------ SOURCE TEXT

Belarus starts to release prisoners as EU weighs sanctions

The release came as thousands formed human chains and marched in the streets for a fifth consecutive day of protests. PHOTO: EPA-EFE

MINSK (REUTERS, AFP) - Belarus on Thursday (Aug 13) began releasing some of the thousands of people detained in a crackdown by strongman President Alexander Lukashenko that had prompted the European Union to consider imposing sanctions.

Some of those freed in the capital Minsk had bruises and described being tightly packed inside cells and complained of mistreatment, including beatings. A spokesman for the interior ministry declined immediate comment.

Their release came as thousands of people formed human chains and marched in the streets for a fifth consecutive day of protests against Mr Lukashenko, whom they accuse of rigging Sunday's presidential election to extend his 26-year-long rule.

The protesters were joined by workers from some state-run industrial plants that are the pride of Mr Lukashenko's Soviet-style economic model, media reported.

In Minsk, ambassadors from EU countries laid flowers at the site where one protester died, as a crowd cheered and chanted.

Mr Lukashenko, alleging a foreign-backed plot to destabilise the country, has dismissed the demonstrators as criminals and unemployed.

On Thursday, men and women, many wearing white and holding flowers, took to the streets of Minsk to protest against police brutality during four nights of unrest since Sunday's vote.

Protesters took to the streets across the country to contest the vote results but police used stun grenades, rubber bullets, tear gas, water cannon and, in at least one case, live fire to disperse protesters.

At least two people have died and hundreds have been wounded in the violence while nearly 7,000 have been arrested.


On Thursday, some demonstrators held placards reading "Change!" and "No violence" and sported white bracelets that have become a symbol of the opposition movement.

"We are against violence, against explosions on our streets, we are in favour of freeing all the detained," Nastya, a 26-year-old protester, told Agence France-Presse.

"We support honest elections, and an honest recount, it's necessary for votes to be recounted honestly."

Maria, a 35-year-old sales assistant, said she came out in her lunch break. "We want people to be able to protest peacefully, after all they didn't want anything bad, just a fair count of the votes."

A religious procession of various Christian denominations also took place in Minsk while workers at a number of factories across the country reportedly downed tools. Several dozen performers from the Belarusian State Philharmonic staged a rally in Minsk, singing and holding up letters of the alphabet reading: "They stole our voices."

Similar spontaneous rallies were reported in other cities.

"What can we do to help?" US entrepreneur Elon Musk said on Twitter in response to a call to help Belarussians.

Prominent Belarusians including Nobel Prize-winning author Svetlana Alexievich have condemned the violence and urged Lukashenko, who has ruled Belarus with an iron grip since 1994, to step down.

The government said that 700 more people had been detained in a fourth night of clashes on Wednesday between police and protesters.

------------
------ LISTED RECORDS

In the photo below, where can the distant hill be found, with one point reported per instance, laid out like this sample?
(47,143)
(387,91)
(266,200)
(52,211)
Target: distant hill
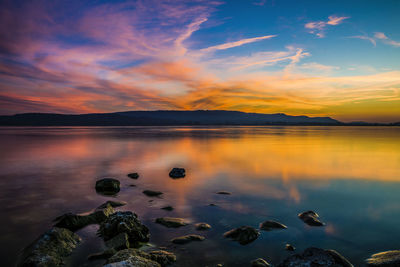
(131,118)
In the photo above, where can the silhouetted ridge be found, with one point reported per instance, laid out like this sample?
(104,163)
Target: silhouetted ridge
(163,117)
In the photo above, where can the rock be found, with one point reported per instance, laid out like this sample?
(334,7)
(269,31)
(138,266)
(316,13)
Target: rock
(177,173)
(223,193)
(113,204)
(244,234)
(125,222)
(133,175)
(271,225)
(316,257)
(102,255)
(202,226)
(311,218)
(260,263)
(187,238)
(137,258)
(152,193)
(389,258)
(171,222)
(118,242)
(50,249)
(108,186)
(168,208)
(289,247)
(75,222)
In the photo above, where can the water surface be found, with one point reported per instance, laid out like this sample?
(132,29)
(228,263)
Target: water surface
(349,175)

------------

[WORK ITEM]:
Repeat the article on Belarus, starting at "Mr Lukashenko, alleging" and ending after "have been arrested.", with "police brutality" changed to "police violence".

[PROBLEM SOLUTION]:
Mr Lukashenko, alleging a foreign-backed plot to destabilise the country, has dismissed the demonstrators as criminals and unemployed.

On Thursday, men and women, many wearing white and holding flowers, took to the streets of Minsk to protest against police violence during four nights of unrest since Sunday's vote.

Protesters took to the streets across the country to contest the vote results but police used stun grenades, rubber bullets, tear gas, water cannon and, in at least one case, live fire to disperse protesters.

At least two people have died and hundreds have been wounded in the violence while nearly 7,000 have been arrested.